Страстно защищал постановку преподаватель петербургского театрального училища г. Головань. Он настаивал на том, что московский театр вовсе не театр натурализма, а психологизма, поэтому глубокий психолог Достоевский и нашел на московской сцене достойное воплощение своих замыслов.
Мы спорили долго, "до слез напряжения", но к примирению не пришли. В сущности, даже не поняли друг друга.
В своем заключительном слове Вл. И. Немирович принял формулу г. Голованя. Он утверждал, что и постановка Чехова не была строго натуралистическая, потому что было достигнуто психологическое настроение, выходящее за пределы чистого натурализма.

| Данные |
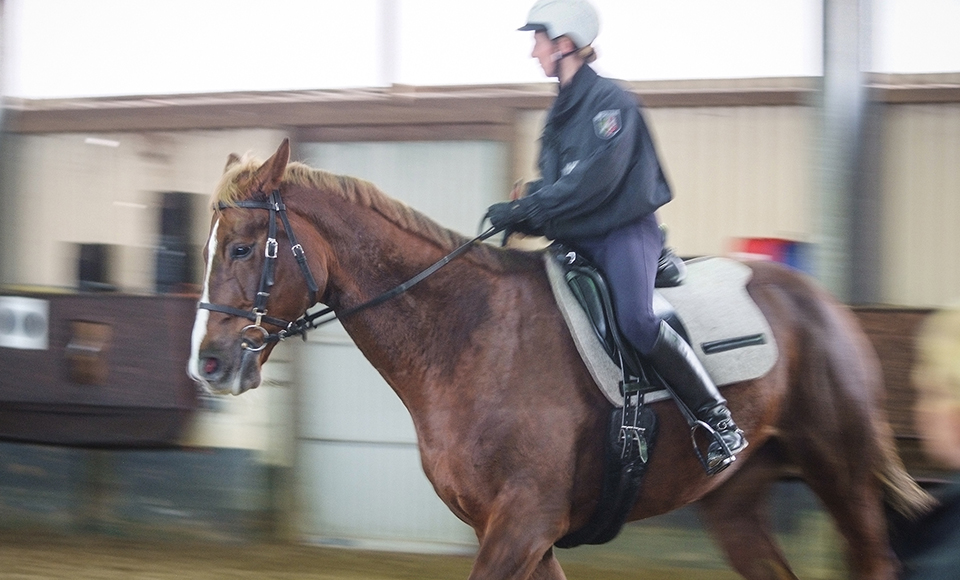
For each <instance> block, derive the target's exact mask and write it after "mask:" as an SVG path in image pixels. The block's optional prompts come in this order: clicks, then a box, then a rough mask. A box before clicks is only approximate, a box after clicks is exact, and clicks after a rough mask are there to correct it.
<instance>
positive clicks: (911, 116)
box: [882, 103, 960, 306]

| Что сделать |
1/ Кем был г. Головань согласно отрывку о споре вокруг московской постановки Достоевского?
2/ Продолжите отрывок о споре вокруг московской постановки Достоевского с того места, где он заканчивается.
Листинг никак не связан с отрывком.

| Ответы к заданиям |
1/ Он был преподавателем петербургского театрального училища.

2/
Но здесь кроется фатальное недоразумение. Сама по себе психология вовсе не есть переходная ступень к символизму (или, по терминологии Вяч. Иванова, к мистическому реализму ). Мы знаем экспериментальную психологию, которая изучает душевные явления тем же научным, позитивным методом, как и явления природы. Джэмс таким же методом изучал явления религиозной жизни. Вопрос не в предмете исследования, а в том методе, каким он изучается. Чехов отлично понимал психологические феномены, но между его психологией и психологией Достоевского, который жизнь свою, можно сказать, положил на то, чтобы разорвать ткань феноменов, раскрыть покрывало Изиды, -- целая бездна.
"Философия" московского театра -- строго позитивная. В связи с этим и эстетика его натуралистична, что не мешает ей быть очень тонкой, благородной.
Возьмем двух славных русских художников: Левитана и Врубеля.
Оба они прекрасны. И каждый прав по-своему. Но неужели вы не чувствуете разности в их восприятии внешнего мира?
Врубель, оставаясь художником чистейшей воды, т.е. чуждый всякой "тенденции", воспринимал все преходящее, как подобие, всю свою жизнь мучительно искал раскрытия содержания этого подобия. Как он ни старался, но ему не удалось
"спастись от думы неизбежной и незабвенное забыть".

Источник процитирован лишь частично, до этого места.